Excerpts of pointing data
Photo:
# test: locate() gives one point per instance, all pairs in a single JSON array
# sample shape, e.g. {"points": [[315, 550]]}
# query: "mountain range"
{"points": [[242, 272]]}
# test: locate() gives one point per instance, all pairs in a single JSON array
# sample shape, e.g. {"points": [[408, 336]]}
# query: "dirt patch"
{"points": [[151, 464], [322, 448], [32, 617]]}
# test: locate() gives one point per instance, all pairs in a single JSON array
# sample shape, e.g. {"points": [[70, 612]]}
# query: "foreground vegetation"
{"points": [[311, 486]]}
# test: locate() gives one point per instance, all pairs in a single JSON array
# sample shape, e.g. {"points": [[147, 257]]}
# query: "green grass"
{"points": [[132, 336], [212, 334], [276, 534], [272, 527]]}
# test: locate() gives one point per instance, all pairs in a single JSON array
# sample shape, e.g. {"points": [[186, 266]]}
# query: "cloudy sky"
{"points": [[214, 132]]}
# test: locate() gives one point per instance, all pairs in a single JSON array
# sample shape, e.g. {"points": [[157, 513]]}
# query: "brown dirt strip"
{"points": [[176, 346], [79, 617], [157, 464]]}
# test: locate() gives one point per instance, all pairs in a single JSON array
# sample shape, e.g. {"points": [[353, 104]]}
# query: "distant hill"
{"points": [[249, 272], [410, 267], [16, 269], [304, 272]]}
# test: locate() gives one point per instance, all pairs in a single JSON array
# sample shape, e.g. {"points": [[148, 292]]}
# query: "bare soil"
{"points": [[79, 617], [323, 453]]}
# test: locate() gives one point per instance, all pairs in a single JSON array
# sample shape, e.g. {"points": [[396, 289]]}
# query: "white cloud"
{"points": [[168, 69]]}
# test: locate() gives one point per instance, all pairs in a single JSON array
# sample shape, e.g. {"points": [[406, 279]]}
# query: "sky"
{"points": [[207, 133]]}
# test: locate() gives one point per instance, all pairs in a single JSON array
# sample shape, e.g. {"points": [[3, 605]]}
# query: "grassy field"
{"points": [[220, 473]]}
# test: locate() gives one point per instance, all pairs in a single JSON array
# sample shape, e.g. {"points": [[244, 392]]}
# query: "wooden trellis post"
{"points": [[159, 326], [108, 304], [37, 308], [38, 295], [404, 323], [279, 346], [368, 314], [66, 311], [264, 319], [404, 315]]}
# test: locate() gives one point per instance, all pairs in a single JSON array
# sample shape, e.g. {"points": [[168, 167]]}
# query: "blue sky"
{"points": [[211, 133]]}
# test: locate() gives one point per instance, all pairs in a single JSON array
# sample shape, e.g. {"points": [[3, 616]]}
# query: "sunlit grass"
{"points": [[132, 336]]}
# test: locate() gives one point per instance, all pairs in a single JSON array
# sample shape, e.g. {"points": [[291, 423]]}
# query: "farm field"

Problem details
Every entry needs to be retyped exactly.

Output for this exercise
Photo:
# test: locate() gives one point per instance, all pairs in a single JSON array
# sample shape, e.g. {"points": [[315, 550]]}
# query: "mountain range"
{"points": [[242, 272]]}
# test: locate() gives one point per instance, all pairs in a single JSON array
# sample shape, e.g. {"points": [[408, 336]]}
# query: "dirt patch"
{"points": [[151, 464], [322, 448], [32, 617]]}
# test: locate() gives one point per instance, all pairs in a single JSON array
# sample shape, e.g. {"points": [[70, 612]]}
# query: "foreground vegetation"
{"points": [[311, 486]]}
# test: locate() gives one point per instance, all pairs in a single JSON array
# sample shape, e.g. {"points": [[147, 257]]}
# query: "green grass"
{"points": [[132, 336], [212, 334], [276, 534], [272, 527]]}
# test: locate() gives one point per instance, all pairs in a single JSON array
# sample shape, e.g. {"points": [[186, 266]]}
# query: "cloudy sky"
{"points": [[214, 132]]}
# test: locate() gives one point per instance, all pairs in a single JSON array
# sample shape, e.g. {"points": [[157, 513]]}
# query: "brown dirt strip"
{"points": [[176, 346], [79, 617], [157, 464]]}
# test: locate() gives one point per instance, all pairs in a single JSON array
# sample shape, e.g. {"points": [[353, 104]]}
# query: "distant hill"
{"points": [[249, 272], [410, 267], [16, 269], [304, 272]]}
# test: locate() gives one point per instance, all pairs in a single JSON array
# sample shape, e.g. {"points": [[148, 292]]}
# query: "bare soil"
{"points": [[79, 617], [323, 453]]}
# test: locate() gives one point per instance, all pairs in a single JSON array
# sample shape, e.g. {"points": [[396, 289]]}
# query: "white cloud"
{"points": [[168, 69]]}
# test: locate() gives one point per instance, all pairs in a single JSON array
# sample shape, e.g. {"points": [[406, 279]]}
# query: "sky"
{"points": [[207, 133]]}
# test: locate() gives one point per instance, all pairs in a single JSON array
# sample shape, e.g. {"points": [[3, 605]]}
# query: "grassy field"
{"points": [[220, 473]]}
# test: locate() gives one point per instance, all pairs in a single JSON array
# sample shape, e.g. {"points": [[244, 392]]}
# query: "wooden trellis post"
{"points": [[159, 326], [108, 304], [37, 308], [38, 295], [404, 323], [279, 346], [368, 314], [66, 311], [264, 319], [404, 315]]}
# test: locate() gives one point per instance, all pairs in a single JSON array
# sample shape, e.g. {"points": [[168, 167]]}
# query: "blue sky"
{"points": [[211, 133]]}
# test: locate() gives one point per instance, all pairs in a single JSON array
# sample shape, e.g. {"points": [[3, 616]]}
# query: "sunlit grass"
{"points": [[132, 336]]}
# test: locate() gives one point per instance, all pairs in a single JSON array
# sample shape, e.g. {"points": [[291, 423]]}
# query: "farm field"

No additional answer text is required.